[A block of data]

--------------------------------------------------

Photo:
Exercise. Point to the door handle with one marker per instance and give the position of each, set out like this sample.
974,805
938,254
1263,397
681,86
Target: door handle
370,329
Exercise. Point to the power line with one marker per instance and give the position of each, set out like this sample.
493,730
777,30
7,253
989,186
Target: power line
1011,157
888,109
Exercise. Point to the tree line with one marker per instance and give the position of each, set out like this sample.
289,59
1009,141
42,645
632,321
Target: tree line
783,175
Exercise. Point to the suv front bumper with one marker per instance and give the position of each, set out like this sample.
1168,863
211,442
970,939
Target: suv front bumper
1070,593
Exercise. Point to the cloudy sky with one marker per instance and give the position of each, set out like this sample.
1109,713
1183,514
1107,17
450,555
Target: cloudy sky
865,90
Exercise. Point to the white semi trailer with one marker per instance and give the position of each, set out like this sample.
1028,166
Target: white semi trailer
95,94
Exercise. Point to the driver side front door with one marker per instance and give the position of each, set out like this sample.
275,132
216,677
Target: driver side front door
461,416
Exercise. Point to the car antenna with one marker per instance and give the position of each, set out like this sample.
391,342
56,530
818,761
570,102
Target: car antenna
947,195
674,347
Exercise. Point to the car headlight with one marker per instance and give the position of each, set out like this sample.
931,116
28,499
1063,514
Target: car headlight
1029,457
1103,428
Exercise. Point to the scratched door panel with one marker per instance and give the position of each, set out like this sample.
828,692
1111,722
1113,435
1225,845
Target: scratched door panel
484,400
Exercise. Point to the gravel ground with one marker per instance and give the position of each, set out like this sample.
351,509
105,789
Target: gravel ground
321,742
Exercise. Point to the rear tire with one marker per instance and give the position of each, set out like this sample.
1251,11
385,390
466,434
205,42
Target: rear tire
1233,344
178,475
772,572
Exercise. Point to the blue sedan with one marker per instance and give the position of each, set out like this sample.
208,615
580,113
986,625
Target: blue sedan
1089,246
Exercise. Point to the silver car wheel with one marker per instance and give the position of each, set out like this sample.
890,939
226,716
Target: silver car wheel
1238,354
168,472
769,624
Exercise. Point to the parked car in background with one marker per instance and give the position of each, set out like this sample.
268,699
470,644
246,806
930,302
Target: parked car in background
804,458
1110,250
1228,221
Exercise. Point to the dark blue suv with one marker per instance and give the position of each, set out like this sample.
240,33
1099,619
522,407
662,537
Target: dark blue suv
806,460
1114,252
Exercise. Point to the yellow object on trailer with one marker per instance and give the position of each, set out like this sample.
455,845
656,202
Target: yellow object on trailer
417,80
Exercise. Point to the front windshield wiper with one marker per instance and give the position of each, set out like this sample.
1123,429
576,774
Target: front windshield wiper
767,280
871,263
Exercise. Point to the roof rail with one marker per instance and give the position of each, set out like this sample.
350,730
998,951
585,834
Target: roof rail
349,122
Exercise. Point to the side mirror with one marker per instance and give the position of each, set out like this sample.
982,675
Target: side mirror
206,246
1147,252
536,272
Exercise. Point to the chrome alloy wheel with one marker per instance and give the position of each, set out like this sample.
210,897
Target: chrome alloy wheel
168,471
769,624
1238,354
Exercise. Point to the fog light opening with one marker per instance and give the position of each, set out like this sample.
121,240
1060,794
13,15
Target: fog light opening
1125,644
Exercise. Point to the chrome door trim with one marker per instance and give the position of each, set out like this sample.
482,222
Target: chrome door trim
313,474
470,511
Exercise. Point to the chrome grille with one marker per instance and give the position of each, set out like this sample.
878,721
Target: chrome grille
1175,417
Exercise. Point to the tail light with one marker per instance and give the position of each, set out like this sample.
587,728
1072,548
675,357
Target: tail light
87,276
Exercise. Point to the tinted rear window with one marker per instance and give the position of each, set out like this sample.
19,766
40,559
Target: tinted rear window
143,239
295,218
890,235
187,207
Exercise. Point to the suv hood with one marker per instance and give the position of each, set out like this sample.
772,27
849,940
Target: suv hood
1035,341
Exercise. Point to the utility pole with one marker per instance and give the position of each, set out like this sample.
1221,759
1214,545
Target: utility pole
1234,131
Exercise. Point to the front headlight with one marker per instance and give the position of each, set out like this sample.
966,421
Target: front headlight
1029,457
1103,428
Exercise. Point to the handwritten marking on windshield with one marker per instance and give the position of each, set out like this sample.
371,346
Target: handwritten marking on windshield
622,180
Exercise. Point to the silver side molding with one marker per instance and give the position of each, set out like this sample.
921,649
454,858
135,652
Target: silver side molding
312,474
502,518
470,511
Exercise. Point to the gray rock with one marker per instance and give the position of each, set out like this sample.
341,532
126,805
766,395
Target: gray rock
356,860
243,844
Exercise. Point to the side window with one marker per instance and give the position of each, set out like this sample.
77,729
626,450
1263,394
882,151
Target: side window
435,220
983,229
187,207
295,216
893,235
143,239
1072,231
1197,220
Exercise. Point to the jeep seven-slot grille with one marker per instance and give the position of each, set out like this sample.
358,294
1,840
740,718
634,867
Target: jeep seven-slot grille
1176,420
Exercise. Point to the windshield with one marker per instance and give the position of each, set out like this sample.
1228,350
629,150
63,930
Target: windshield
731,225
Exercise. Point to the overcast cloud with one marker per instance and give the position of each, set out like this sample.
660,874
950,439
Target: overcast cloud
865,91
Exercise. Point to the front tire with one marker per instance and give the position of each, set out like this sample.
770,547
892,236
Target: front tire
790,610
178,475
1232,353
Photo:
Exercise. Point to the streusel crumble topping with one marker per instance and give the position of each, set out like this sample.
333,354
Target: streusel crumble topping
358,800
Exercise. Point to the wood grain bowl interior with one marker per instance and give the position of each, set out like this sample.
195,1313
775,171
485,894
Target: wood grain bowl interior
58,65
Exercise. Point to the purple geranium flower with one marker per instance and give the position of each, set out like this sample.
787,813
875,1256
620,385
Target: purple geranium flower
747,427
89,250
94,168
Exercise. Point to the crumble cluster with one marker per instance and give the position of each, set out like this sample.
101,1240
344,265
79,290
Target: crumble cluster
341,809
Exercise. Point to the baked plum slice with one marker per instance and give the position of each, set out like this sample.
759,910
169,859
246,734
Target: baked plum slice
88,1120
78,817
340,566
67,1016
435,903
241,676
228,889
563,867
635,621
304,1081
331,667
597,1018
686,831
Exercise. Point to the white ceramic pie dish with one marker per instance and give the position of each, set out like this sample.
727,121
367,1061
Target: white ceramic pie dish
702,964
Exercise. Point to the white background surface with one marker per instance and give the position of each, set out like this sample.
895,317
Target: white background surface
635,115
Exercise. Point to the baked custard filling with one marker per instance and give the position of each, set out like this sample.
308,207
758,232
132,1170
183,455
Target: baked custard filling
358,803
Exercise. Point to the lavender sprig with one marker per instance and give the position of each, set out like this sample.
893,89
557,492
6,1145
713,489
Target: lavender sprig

--------------------------------------------------

--- Task instructions ---
Extract each line of the listing above, copying it word for word.

--- Solution to the exercise ---
Photo:
Exercise. Point to the door handle with one marker per instance and give the position of each, set out like this sample.
974,805
938,254
1263,397
681,86
Target: door handle
370,329
Exercise. Point to the power line with one marker per instance and give the position of each, set out like this sample.
493,730
777,30
7,253
989,186
Target: power line
1011,157
888,109
Exercise. Point to the tree line with one marker per instance and give the position of each, set out like this sample.
289,59
1009,141
42,645
632,321
Target: tree line
783,175
Exercise. Point to the suv front bumper with one marker per instance and give the position of each, set out like this sample.
1168,863
211,442
970,939
Target: suv front bumper
1070,593
Exercise. Point to the cloudy sky with one marker per instance and give the position of each, set out like this sample.
1109,713
1183,514
1107,17
450,555
Target: cloudy sky
865,90
Exercise. Point to the white semi trailer with one marker per instance and give the position of each, set out like this sample.
1028,166
Target: white semi trailer
95,94
Exercise. Point to the driver side front door with one marker per instance and give the position of each, set out like this sample.
275,132
216,677
Target: driver side front door
461,416
Exercise. Point to the car antenna with one marker per instance and give the position of each, set out like this sample.
391,342
56,530
818,761
570,102
Target: car antenna
947,195
674,347
Exercise. Point to the car headlight with one marker per instance and give the position of each, set out like this sample.
931,116
28,499
1063,514
Target: car headlight
1029,457
1103,428
Exercise. Point to the scratched door panel with one marker per instance and give the position of each, set out like this sample.
828,692
1111,722
1113,435
1225,845
Target: scratched door panel
484,400
Exercise. Point to the gravel ground with one marker per instance and give the position of each, set out like this sample.
351,509
105,789
Target: gravel ground
321,742
Exercise. Point to the rear tire with one marker per instance and give the position of each, set out like this sample.
1251,11
385,390
466,434
205,42
Target: rear tire
1233,344
178,475
772,572
Exercise. Point to the blue sedan with one marker per instance and give the position of each, set out like this sample.
208,615
580,113
986,625
Target: blue sedan
1089,246
Exercise. Point to the silver car wheel with one marker per instance and give the position of each, set out like this sample.
890,939
226,716
Target: silver car wheel
1238,354
168,472
769,624
Exercise. Point to the parked car in background with one marker per instance and give the position of each, set out like this sample.
268,699
470,644
246,806
930,302
Target: parked car in background
804,458
1110,250
1228,221
Exercise. Point to the dark blue suv with one marker per instance and give the position of each, set out like this sample.
240,33
1099,619
522,407
662,537
Target: dark blue suv
806,460
1114,252
Exercise. Point to the yellow object on trailer with one marker per instance and give the position of each, set out like this sample.
455,845
656,202
Target: yellow object on trailer
417,80
Exercise. Point to the front windshield wiper with one marker per instance and give the position of each, set out like this sample.
1123,429
576,774
Target: front windshield wiper
767,280
871,263
Exercise. Point to the roof rail with one marker per instance and give the position of each, set out like this sample.
350,730
998,951
585,834
Target: roof rail
349,122
Exercise. Point to the side mirror with one marker per instance and give the position of each, set out like this sample.
982,675
Target: side mirror
206,246
1147,252
536,272
Exercise. Point to the chrome alloy wheel with one marker per instance and give the position of each, set out like this sample.
210,897
Target: chrome alloy wheel
168,471
769,624
1238,354
Exercise. Point to the fog light opening with one marker per instance and give the position of each, set out like this sample.
121,240
1060,794
13,15
Target: fog light opening
1125,644
Exercise. Point to the chrome door trim with one marker per instance and give the position of each, set out like this sample.
482,222
Target: chrome door trim
313,474
470,511
Exercise. Point to the chrome grille with one marker per instance and give the position of each, set out like this sample.
878,721
Target: chrome grille
1175,417
Exercise. Point to the tail light with one marker per instance and give the position of each, set out like this sample.
587,728
1072,548
675,357
Target: tail light
87,276
Exercise. Point to the tinted rear window with one marker per instance and give the position of each, set out like this sample.
19,766
40,559
Target: tinted rear window
143,239
295,218
890,235
187,207
Exercise. Point to the suv hood with one marker per instance and give the position of each, set out like this sample.
772,27
849,940
Target: suv hood
1035,341
Exercise. Point to the utility pole with one marker per instance and give the position of each, set out like this sample.
1221,759
1214,545
Target: utility pole
1234,131
Exercise. Point to the front headlight with one marker per instance and give the position of each, set out like this sample.
966,421
Target: front headlight
1029,457
1103,428
Exercise. Point to the handwritten marking on windshield with one marker per instance and give the position of each, set out like this sample.
371,346
Target: handwritten marking on windshield
622,180
Exercise. Point to the silver side molding with one marker per instance and give the position of each, set out like this sample.
921,649
454,858
135,652
Target: silver side molding
312,474
502,518
470,511
Exercise. Point to the gray rock with one marker per instance and give the position of each, set out like this sample.
341,532
126,805
766,395
Target: gray rock
356,860
243,844
Exercise. Point to the side window with one marker per instance and give the position of each, set out like this sample.
77,729
626,450
1263,394
882,151
Target: side window
435,220
983,229
187,207
295,216
893,235
143,239
1072,231
1197,220
Exercise. Point to the jeep seven-slot grille with one marker per instance and give the position of each, set out like this sample.
358,294
1,840
740,718
634,867
Target: jeep seven-slot grille
1176,420
Exercise. Point to the windshield with one marker per instance and give the position of each, set out like this sample.
1228,350
629,150
63,930
Target: windshield
731,225
Exercise. Point to the overcast cloud with one marker per instance and give the position of each, set out like this sample.
660,874
950,439
Target: overcast cloud
865,91
Exercise. Point to the front tire with one marker per instance and give the position of each, set out like this sample.
770,547
892,236
Target: front tire
790,610
178,475
1232,353
Photo:
Exercise. Point to the streusel crumble topping with one marker per instance and give the position of each, set out like this sample.
333,354
Target: streusel crumble topping
358,800
Exercise. Point to the wood grain bowl interior with one marker per instance and give the position of each, set out like this sample.
195,1313
775,171
485,894
Target: wood grain bowl interior
58,65
Exercise. Point to the purple geranium flower with one marker per instance and give the position of each, set out like this sample.
787,813
875,1256
620,385
Target: purple geranium flower
747,427
89,250
94,168
Exercise. Point to the crumble cluster with one marker per instance and give the position of each, set out like this sample.
101,1240
344,265
79,290
Target: crumble cluster
341,809
Exercise. Point to the baked plum slice with one marker per instance and give the position of each, set out like this sample.
759,910
169,859
246,734
Target: baked plum slice
88,1120
78,817
340,566
67,1016
435,903
241,676
228,889
563,867
635,621
304,1081
331,667
597,1018
686,831
Exercise. Point to the white ceramic pie dish with one marker per instance and give the position of each, set out like this sample.
727,121
367,1061
Target: white ceramic pie dish
702,964
Exercise. Point to the white background surface with one marker per instance and give the position of each, set out like this sample.
895,317
Target: white background surface
635,115
Exercise. Point to the baked custard filling with one marker per instance and give the position of each, set out like this sample.
308,207
758,232
132,1170
183,455
Target: baked custard filling
358,803
Exercise. Point to the lavender sprig with one marker per instance and give the position of each, set out like this sample.
893,89
557,492
6,1145
713,489
Target: lavender sprig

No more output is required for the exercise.